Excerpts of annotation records
* * * * * * *

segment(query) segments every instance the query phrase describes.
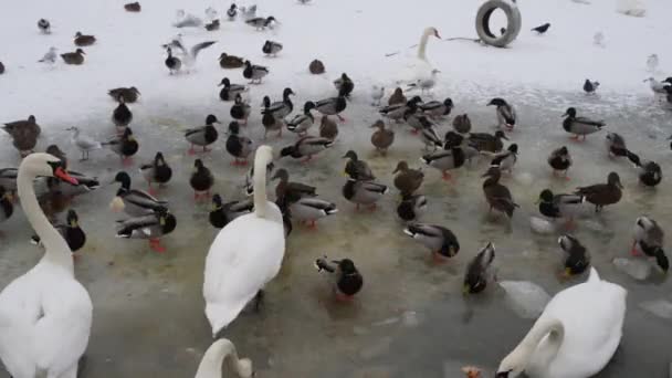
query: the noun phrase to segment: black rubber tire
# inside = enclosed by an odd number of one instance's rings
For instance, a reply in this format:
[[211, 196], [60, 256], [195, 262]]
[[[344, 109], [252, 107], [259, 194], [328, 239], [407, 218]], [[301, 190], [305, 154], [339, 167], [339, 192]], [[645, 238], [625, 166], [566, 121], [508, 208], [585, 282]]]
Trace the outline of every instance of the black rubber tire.
[[[490, 30], [490, 17], [496, 9], [501, 9], [506, 14], [506, 32], [504, 35], [495, 35]], [[505, 48], [518, 36], [521, 32], [521, 11], [511, 0], [487, 0], [476, 13], [476, 33], [485, 44]]]

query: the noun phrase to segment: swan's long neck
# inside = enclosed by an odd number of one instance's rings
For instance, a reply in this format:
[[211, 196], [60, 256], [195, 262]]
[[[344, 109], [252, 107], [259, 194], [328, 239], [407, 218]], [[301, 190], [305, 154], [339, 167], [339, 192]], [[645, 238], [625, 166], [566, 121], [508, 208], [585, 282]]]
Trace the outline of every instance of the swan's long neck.
[[239, 358], [235, 346], [233, 346], [233, 343], [222, 338], [214, 342], [206, 350], [195, 378], [220, 378], [222, 376], [222, 364], [227, 356], [231, 361], [231, 368], [238, 372]]
[[266, 199], [266, 159], [254, 159], [254, 213], [265, 218], [269, 203]]
[[546, 349], [542, 354], [537, 354], [537, 357], [544, 359], [538, 361], [542, 366], [548, 366], [550, 360], [557, 355], [565, 338], [563, 323], [554, 318], [537, 321], [521, 344], [510, 354], [510, 357], [518, 358], [523, 363], [522, 365], [526, 366], [532, 358], [532, 354], [537, 349], [537, 346], [546, 335], [548, 335]]
[[74, 274], [70, 246], [67, 246], [67, 243], [59, 231], [51, 225], [44, 216], [44, 212], [40, 208], [38, 198], [35, 197], [35, 190], [33, 188], [34, 179], [34, 175], [31, 175], [23, 169], [19, 169], [19, 176], [17, 177], [17, 189], [19, 190], [23, 212], [25, 212], [28, 221], [33, 227], [35, 233], [40, 237], [40, 241], [44, 245], [45, 253], [42, 261], [63, 266], [71, 274]]
[[426, 30], [424, 33], [422, 33], [422, 36], [420, 38], [420, 44], [418, 45], [418, 59], [426, 61], [426, 62], [427, 62], [427, 55], [426, 55], [427, 42], [429, 41], [430, 35], [431, 35], [431, 32], [429, 30]]

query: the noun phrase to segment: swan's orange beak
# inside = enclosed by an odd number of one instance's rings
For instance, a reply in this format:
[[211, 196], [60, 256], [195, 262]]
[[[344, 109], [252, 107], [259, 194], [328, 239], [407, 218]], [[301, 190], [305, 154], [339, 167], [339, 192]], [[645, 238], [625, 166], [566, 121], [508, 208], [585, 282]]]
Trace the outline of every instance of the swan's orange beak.
[[57, 177], [61, 180], [63, 180], [65, 182], [70, 182], [72, 185], [78, 185], [80, 183], [73, 177], [71, 177], [70, 175], [67, 175], [67, 172], [64, 171], [63, 168], [61, 168], [61, 167], [56, 168], [56, 170], [54, 171], [54, 177]]

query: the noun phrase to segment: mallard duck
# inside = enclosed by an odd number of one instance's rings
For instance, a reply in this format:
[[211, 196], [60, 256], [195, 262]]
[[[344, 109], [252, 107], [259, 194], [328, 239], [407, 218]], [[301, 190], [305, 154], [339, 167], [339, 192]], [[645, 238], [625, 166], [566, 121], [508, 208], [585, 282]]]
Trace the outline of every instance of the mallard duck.
[[388, 148], [395, 143], [395, 132], [385, 128], [382, 119], [376, 120], [376, 123], [371, 125], [371, 128], [377, 128], [377, 130], [371, 134], [371, 145], [374, 145], [376, 150], [382, 155], [387, 155]]
[[357, 153], [354, 150], [350, 149], [345, 153], [343, 158], [348, 159], [348, 162], [345, 165], [345, 174], [347, 176], [358, 181], [370, 181], [376, 179], [369, 165], [364, 160], [359, 160]]
[[460, 252], [458, 238], [442, 225], [411, 223], [403, 229], [403, 233], [430, 249], [434, 262], [442, 262], [445, 258], [452, 258]]
[[348, 178], [343, 187], [343, 197], [348, 201], [359, 206], [368, 206], [371, 211], [376, 209], [376, 202], [387, 193], [387, 186], [374, 181], [358, 181], [354, 178]]
[[[70, 248], [70, 251], [72, 253], [75, 253], [76, 251], [81, 250], [82, 246], [86, 244], [86, 233], [80, 227], [80, 217], [74, 210], [67, 210], [67, 216], [65, 217], [65, 224], [56, 223], [54, 224], [54, 228], [56, 229], [56, 231], [59, 231], [61, 237], [65, 239], [65, 242], [67, 243], [67, 246]], [[40, 237], [32, 235], [30, 241], [31, 243], [39, 245]]]
[[571, 167], [574, 161], [571, 160], [571, 156], [569, 155], [567, 147], [563, 146], [554, 149], [548, 156], [547, 161], [550, 168], [553, 168], [553, 176], [556, 176], [558, 171], [564, 171], [565, 179], [569, 179], [567, 177], [567, 170], [569, 170], [569, 167]]
[[460, 114], [453, 119], [453, 129], [460, 134], [469, 134], [471, 132], [471, 119], [468, 114]]
[[112, 122], [117, 127], [117, 130], [123, 130], [133, 120], [133, 113], [126, 106], [126, 98], [123, 95], [118, 96], [117, 101], [119, 105], [112, 112]]
[[347, 101], [342, 94], [338, 97], [329, 97], [315, 103], [315, 109], [324, 115], [335, 115], [340, 122], [345, 118], [340, 116], [340, 112], [347, 107]]
[[280, 150], [280, 156], [291, 156], [295, 159], [305, 157], [304, 162], [311, 161], [314, 155], [317, 155], [334, 146], [334, 141], [327, 138], [314, 136], [305, 136], [296, 140], [293, 146], [287, 146]]
[[140, 3], [136, 1], [124, 4], [124, 9], [128, 12], [139, 12], [141, 10], [141, 7]]
[[219, 20], [214, 19], [210, 23], [206, 24], [206, 30], [207, 31], [216, 31], [216, 30], [219, 30], [219, 25], [220, 25], [219, 24]]
[[77, 49], [75, 50], [75, 52], [61, 54], [61, 59], [63, 59], [63, 62], [65, 62], [65, 64], [80, 65], [84, 63], [84, 55], [86, 55], [84, 53], [84, 50]]
[[490, 165], [500, 167], [500, 170], [512, 172], [516, 161], [518, 161], [518, 145], [512, 143], [511, 146], [506, 148], [506, 151], [496, 154]]
[[577, 188], [576, 193], [586, 196], [586, 200], [595, 204], [595, 212], [599, 212], [607, 204], [618, 203], [621, 200], [623, 186], [617, 172], [610, 172], [607, 183], [596, 183], [589, 187]]
[[639, 217], [634, 222], [634, 241], [632, 242], [632, 255], [643, 252], [647, 256], [655, 258], [658, 266], [668, 272], [670, 261], [663, 251], [665, 233], [657, 221], [649, 217]]
[[248, 87], [244, 85], [231, 84], [229, 77], [222, 78], [218, 86], [223, 86], [223, 88], [219, 91], [219, 98], [221, 101], [232, 101], [235, 99], [237, 96], [248, 92]]
[[130, 176], [127, 172], [117, 172], [114, 182], [119, 182], [122, 187], [112, 202], [113, 210], [124, 210], [127, 214], [137, 217], [167, 209], [168, 202], [159, 201], [144, 190], [132, 189]]
[[125, 103], [133, 104], [136, 101], [138, 101], [140, 91], [138, 91], [138, 88], [136, 88], [135, 86], [118, 87], [118, 88], [107, 91], [107, 94], [117, 102], [119, 101], [119, 97], [124, 97]]
[[417, 221], [427, 211], [427, 198], [422, 195], [403, 197], [397, 207], [397, 216], [403, 221]]
[[574, 220], [584, 203], [586, 197], [579, 195], [554, 195], [550, 189], [544, 189], [538, 199], [539, 212], [552, 219], [567, 218], [569, 223]]
[[122, 136], [113, 137], [111, 140], [103, 143], [103, 146], [108, 146], [115, 154], [122, 158], [124, 165], [130, 164], [130, 157], [134, 156], [140, 145], [133, 136], [130, 127], [126, 127]]
[[214, 185], [214, 176], [212, 176], [212, 172], [203, 165], [201, 159], [193, 161], [193, 171], [191, 172], [189, 185], [193, 189], [193, 199], [196, 201], [210, 198], [210, 188]]
[[574, 134], [573, 138], [577, 140], [580, 135], [584, 136], [585, 140], [586, 135], [597, 133], [601, 130], [602, 127], [605, 127], [606, 125], [603, 120], [594, 120], [587, 117], [577, 117], [576, 108], [574, 107], [569, 107], [567, 112], [565, 112], [563, 117], [566, 117], [565, 120], [563, 120], [563, 128], [565, 129], [565, 132]]
[[240, 94], [237, 94], [235, 102], [233, 103], [233, 106], [231, 106], [229, 114], [231, 115], [231, 118], [242, 120], [243, 125], [246, 125], [251, 111], [250, 104], [243, 102], [243, 97], [241, 97]]
[[355, 90], [355, 83], [345, 72], [334, 81], [334, 86], [338, 91], [338, 95], [346, 98], [350, 98], [350, 94]]
[[36, 124], [35, 117], [32, 115], [25, 120], [7, 123], [2, 129], [12, 137], [12, 144], [22, 157], [33, 151], [41, 133], [40, 125]]
[[196, 150], [193, 149], [195, 145], [203, 147], [203, 153], [209, 151], [208, 146], [217, 141], [217, 138], [219, 137], [219, 133], [217, 132], [214, 124], [221, 123], [213, 114], [209, 114], [206, 117], [204, 126], [190, 128], [185, 132], [185, 138], [187, 138], [187, 140], [191, 144], [188, 151], [189, 155], [196, 154]]
[[487, 287], [487, 283], [496, 281], [492, 270], [495, 260], [495, 244], [487, 242], [485, 246], [466, 265], [466, 274], [462, 284], [463, 294], [477, 294]]
[[400, 87], [396, 87], [395, 92], [392, 92], [392, 94], [390, 95], [390, 98], [387, 101], [388, 105], [398, 105], [398, 104], [406, 104], [407, 99], [406, 96], [403, 95], [403, 90], [401, 90]]
[[504, 132], [496, 130], [494, 135], [487, 133], [469, 134], [469, 144], [479, 151], [498, 153], [504, 149], [502, 139], [508, 140]]
[[265, 19], [263, 17], [255, 17], [253, 19], [246, 20], [245, 23], [250, 27], [254, 27], [254, 29], [259, 31], [269, 28], [271, 25], [271, 22], [273, 21], [277, 21], [273, 15], [270, 15]]
[[117, 238], [148, 239], [149, 248], [155, 252], [164, 253], [160, 238], [169, 234], [177, 227], [175, 216], [168, 210], [157, 211], [146, 216], [117, 221]]
[[401, 119], [403, 119], [403, 116], [407, 114], [407, 112], [409, 109], [417, 108], [417, 107], [414, 107], [414, 105], [421, 101], [422, 101], [422, 98], [420, 98], [420, 96], [414, 96], [413, 98], [411, 98], [405, 103], [397, 103], [397, 104], [384, 106], [382, 108], [380, 108], [378, 111], [378, 113], [380, 113], [381, 115], [384, 115], [390, 119], [395, 119], [397, 123], [400, 123]]
[[599, 86], [599, 82], [591, 82], [590, 80], [586, 78], [584, 82], [584, 92], [586, 92], [586, 94], [595, 94]]
[[12, 203], [12, 195], [0, 185], [0, 223], [10, 219], [14, 213], [14, 204]]
[[249, 214], [254, 209], [252, 200], [231, 201], [223, 203], [220, 195], [212, 196], [212, 209], [210, 210], [210, 224], [221, 229], [240, 216]]
[[172, 49], [170, 48], [166, 48], [166, 53], [168, 53], [168, 57], [166, 57], [164, 63], [168, 67], [168, 72], [171, 75], [178, 73], [182, 67], [182, 61], [180, 61], [180, 59], [177, 56], [172, 56]]
[[75, 33], [75, 45], [80, 48], [90, 46], [96, 43], [96, 38], [94, 35], [82, 34], [81, 32]]
[[500, 178], [502, 177], [500, 168], [490, 167], [482, 177], [486, 177], [485, 181], [483, 181], [483, 193], [490, 204], [489, 212], [495, 210], [506, 214], [511, 219], [514, 210], [519, 206], [513, 201], [508, 188], [500, 183]]
[[277, 53], [282, 51], [282, 43], [266, 40], [261, 51], [266, 55], [277, 56]]
[[269, 74], [269, 69], [263, 65], [254, 65], [250, 61], [245, 61], [243, 77], [250, 81], [250, 84], [261, 84], [261, 80]]
[[516, 125], [516, 109], [504, 98], [495, 97], [487, 103], [487, 106], [496, 106], [497, 126], [512, 130]]
[[271, 98], [264, 96], [264, 108], [261, 111], [261, 114], [271, 113], [275, 118], [284, 118], [294, 111], [294, 104], [292, 104], [292, 99], [290, 98], [290, 96], [293, 95], [294, 91], [292, 91], [292, 88], [284, 88], [282, 92], [282, 101], [276, 101], [272, 104], [269, 104]]
[[443, 102], [430, 101], [428, 103], [419, 103], [418, 108], [430, 117], [443, 118], [450, 114], [454, 104], [452, 98], [448, 97]]
[[319, 122], [319, 136], [329, 140], [336, 140], [338, 136], [338, 125], [326, 115]]
[[38, 29], [40, 29], [43, 34], [50, 34], [51, 23], [46, 19], [40, 19], [38, 20]]
[[336, 281], [334, 284], [334, 294], [336, 300], [348, 302], [359, 293], [364, 286], [364, 277], [361, 273], [355, 267], [355, 263], [350, 259], [334, 260], [333, 264], [327, 262], [327, 258], [315, 260], [315, 267], [317, 272], [328, 272], [336, 274]]
[[397, 168], [392, 171], [395, 176], [395, 187], [399, 189], [402, 197], [410, 197], [421, 186], [424, 179], [424, 174], [420, 169], [411, 169], [406, 160], [397, 164]]
[[418, 120], [420, 120], [420, 124], [422, 125], [420, 137], [424, 143], [424, 149], [435, 150], [437, 148], [441, 148], [441, 146], [443, 146], [443, 140], [441, 140], [441, 137], [439, 137], [435, 125], [432, 124], [426, 116], [420, 116]]
[[290, 172], [286, 169], [280, 168], [275, 171], [271, 180], [277, 180], [275, 186], [275, 198], [281, 203], [290, 206], [302, 198], [316, 197], [316, 188], [302, 182], [290, 181]]
[[628, 154], [628, 158], [638, 170], [639, 182], [647, 187], [655, 187], [663, 179], [663, 171], [660, 165], [652, 160], [642, 160], [633, 153]]
[[234, 166], [246, 166], [248, 157], [254, 150], [250, 138], [240, 135], [240, 125], [237, 122], [229, 124], [229, 137], [227, 138], [227, 151], [235, 158]]
[[451, 179], [451, 175], [448, 172], [450, 169], [456, 169], [464, 166], [465, 160], [464, 150], [459, 146], [433, 151], [429, 155], [424, 155], [420, 159], [420, 161], [426, 165], [439, 169], [443, 174], [444, 180]]
[[607, 154], [609, 154], [610, 158], [626, 157], [630, 154], [626, 146], [626, 139], [617, 133], [607, 133], [605, 146], [607, 147]]
[[164, 159], [164, 154], [158, 151], [151, 162], [140, 166], [140, 174], [143, 174], [143, 177], [147, 181], [149, 193], [151, 195], [151, 183], [156, 182], [159, 186], [168, 183], [172, 177], [172, 168], [170, 168], [166, 162], [166, 159]]
[[240, 56], [229, 55], [227, 53], [221, 53], [219, 55], [219, 66], [224, 70], [240, 69], [243, 65], [245, 65], [245, 60]]
[[578, 239], [570, 234], [564, 234], [558, 238], [558, 244], [567, 254], [564, 273], [566, 277], [581, 274], [590, 267], [590, 254]]
[[305, 136], [315, 123], [315, 118], [313, 117], [313, 114], [311, 114], [311, 111], [314, 108], [315, 104], [312, 101], [306, 102], [303, 105], [303, 114], [297, 114], [292, 120], [287, 122], [287, 129], [300, 136]]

* * * * * * *

▶ [Task details]:
Reproduce the lines of the data above verbatim, starting at the line containing "query: the noun phrase to segment: mallard" and ending with the line containing "181], [354, 178]]", with both of those lines included.

▶ [Completed exercise]:
query: the noun phrase to segment: mallard duck
# inside = enclosed by an odd number of one instance's rings
For instance, a reply in this format:
[[211, 196], [60, 256], [195, 262]]
[[[344, 109], [252, 107], [259, 194], [328, 239], [407, 218]], [[301, 190], [305, 154], [339, 167], [339, 192]], [[645, 238], [625, 166], [566, 121], [508, 208], [585, 282]]]
Trace the outline of every instance of the mallard duck.
[[388, 148], [395, 143], [395, 132], [385, 128], [382, 119], [376, 120], [376, 123], [371, 125], [371, 128], [377, 128], [377, 130], [371, 134], [371, 145], [374, 145], [376, 150], [382, 155], [387, 155]]
[[357, 153], [354, 150], [350, 149], [345, 153], [343, 158], [348, 159], [348, 162], [345, 165], [345, 174], [347, 176], [358, 181], [370, 181], [376, 179], [369, 165], [364, 160], [359, 160]]
[[460, 252], [458, 238], [442, 225], [411, 223], [403, 229], [403, 233], [430, 249], [434, 262], [442, 262], [445, 258], [452, 258]]
[[348, 178], [343, 187], [343, 197], [348, 201], [359, 206], [368, 206], [371, 211], [376, 209], [376, 202], [387, 193], [387, 186], [374, 181], [358, 181], [354, 178]]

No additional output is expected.